**YOUR GOAL:**
Pick up the news report on the bombing of a school and market in North Darfur after its final sentence and continue it.

--- EXCERPT PROVIDED Enclosed Below ---

KHARTOUM, May 6 (Reuters) - The top U.N. humanitarian official in Sudan on Tuesday called for immediate access to those wounded in a government bombing attack on a school and busy marketplace in North Darfur, which killed 12 people.

Around 30 wounded, mostly women and children, have been waiting for help since the bomb attack on Sunday. No help has arrived because of logistical difficulties and denial of access by authorities, according to witnesses and aid sources.

The attack killed 12, including six children, a teacher at the school told Reuters by telephone. Earlier reports had a figure of 13 killed.

"I am deeply perturbed by the reported bombings of a school, water installations and a market where civilians, especially women and children are present," Sudan's U.N. Humanitarian Coordinator Ameerah Haq said in a statement.

"It is essential that we have immediate humanitarian access to the affected populations in order to provide humanitarian assistance and medical evacuation."

Haq is in Norway where donor nations are meeting Sudanese officials to pledge money to rebuild Sudan after decades of multiple civil wars.

If the death toll from the attack is confirmed, it would be the single deadliest bombing raid in many years in Darfur.

Mokhtar Mohamed, a teacher at the school in Shegeg Karo, said they had been told many times that U.N. planes were coming to evacuate the wounded but no help had arrived late on Tuesday.

"They said the government had stopped any planes coming to Shegeg Karo this morning," he said.

EVACUATE WOUNDED

One aid source in Darfur also told Reuters the government had not allowed planes to fly in on Tuesday. Sudan's army did not answer calls seeking comment.

--- End of Enclosed EXCERPT PROVIDED ---
--- PROVIDED INFORMATION Enclosed Below ---

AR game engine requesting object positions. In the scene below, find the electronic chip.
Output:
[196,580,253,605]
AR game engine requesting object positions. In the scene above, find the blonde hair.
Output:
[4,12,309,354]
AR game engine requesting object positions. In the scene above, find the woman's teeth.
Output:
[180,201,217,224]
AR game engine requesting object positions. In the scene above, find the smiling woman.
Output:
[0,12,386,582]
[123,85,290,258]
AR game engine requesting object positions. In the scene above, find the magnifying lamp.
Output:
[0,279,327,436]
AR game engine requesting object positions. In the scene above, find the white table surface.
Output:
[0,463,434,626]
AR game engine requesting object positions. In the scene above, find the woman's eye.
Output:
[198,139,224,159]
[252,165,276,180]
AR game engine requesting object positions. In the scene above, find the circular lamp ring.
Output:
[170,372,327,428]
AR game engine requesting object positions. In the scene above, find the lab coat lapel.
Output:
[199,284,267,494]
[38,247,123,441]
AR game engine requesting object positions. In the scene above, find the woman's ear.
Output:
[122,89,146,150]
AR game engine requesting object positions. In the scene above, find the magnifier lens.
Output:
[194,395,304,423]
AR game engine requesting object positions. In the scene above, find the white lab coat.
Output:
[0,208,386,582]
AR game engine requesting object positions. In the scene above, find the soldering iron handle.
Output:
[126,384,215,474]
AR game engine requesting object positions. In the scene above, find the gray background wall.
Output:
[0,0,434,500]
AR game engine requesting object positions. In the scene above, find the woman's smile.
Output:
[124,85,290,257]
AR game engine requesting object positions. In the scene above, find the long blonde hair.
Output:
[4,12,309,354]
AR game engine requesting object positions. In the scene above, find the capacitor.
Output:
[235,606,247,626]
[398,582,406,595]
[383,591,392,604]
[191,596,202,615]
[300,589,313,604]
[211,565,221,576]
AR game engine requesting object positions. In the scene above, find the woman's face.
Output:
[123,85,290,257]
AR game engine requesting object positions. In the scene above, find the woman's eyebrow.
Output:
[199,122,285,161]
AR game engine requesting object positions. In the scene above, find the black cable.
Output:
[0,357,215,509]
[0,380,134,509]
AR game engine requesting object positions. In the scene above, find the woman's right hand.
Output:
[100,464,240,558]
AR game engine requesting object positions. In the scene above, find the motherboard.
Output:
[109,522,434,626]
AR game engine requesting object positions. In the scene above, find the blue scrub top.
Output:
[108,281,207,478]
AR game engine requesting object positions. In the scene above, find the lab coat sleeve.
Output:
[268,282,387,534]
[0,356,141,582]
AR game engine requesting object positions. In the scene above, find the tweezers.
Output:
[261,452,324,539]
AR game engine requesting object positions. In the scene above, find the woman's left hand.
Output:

--- End of Enclosed PROVIDED INFORMATION ---

**RESPONSE:**
The U.N.-African Union peacekeeping force said the government gave clearance to evacuate the wounded on Tuesday morning but did not elaborate why no flight went in.

Another teacher at the school, al-Fadil Mohamed, told Reuters they had sent seven injured to Chad by car and four others to a nearby town where they should meet the Red Cross the following day.

"The Red Cross said they would come to meet us there," he said.

The U.N. children's agency (UNICEF) urged the parties to the conflict to take all necessary measures to protect children.

"Children are to be afforded special protection during military operations and ...every effort must be made to ensure that schools, health centers...are considered as zones of peace, UNICEF said in a statement on the bombing raids.

Medical care, even in the state capitals of Darfur, is basic and it is practically non-existent in remote rural areas like Shegeg Karo.

International experts estimate some 200,000 have died and 2.5 million driven from their homes in five years of revolt in Darfur. Washington calls the violence genocide, a term Khartoum rejects and European governments are reluctant to use.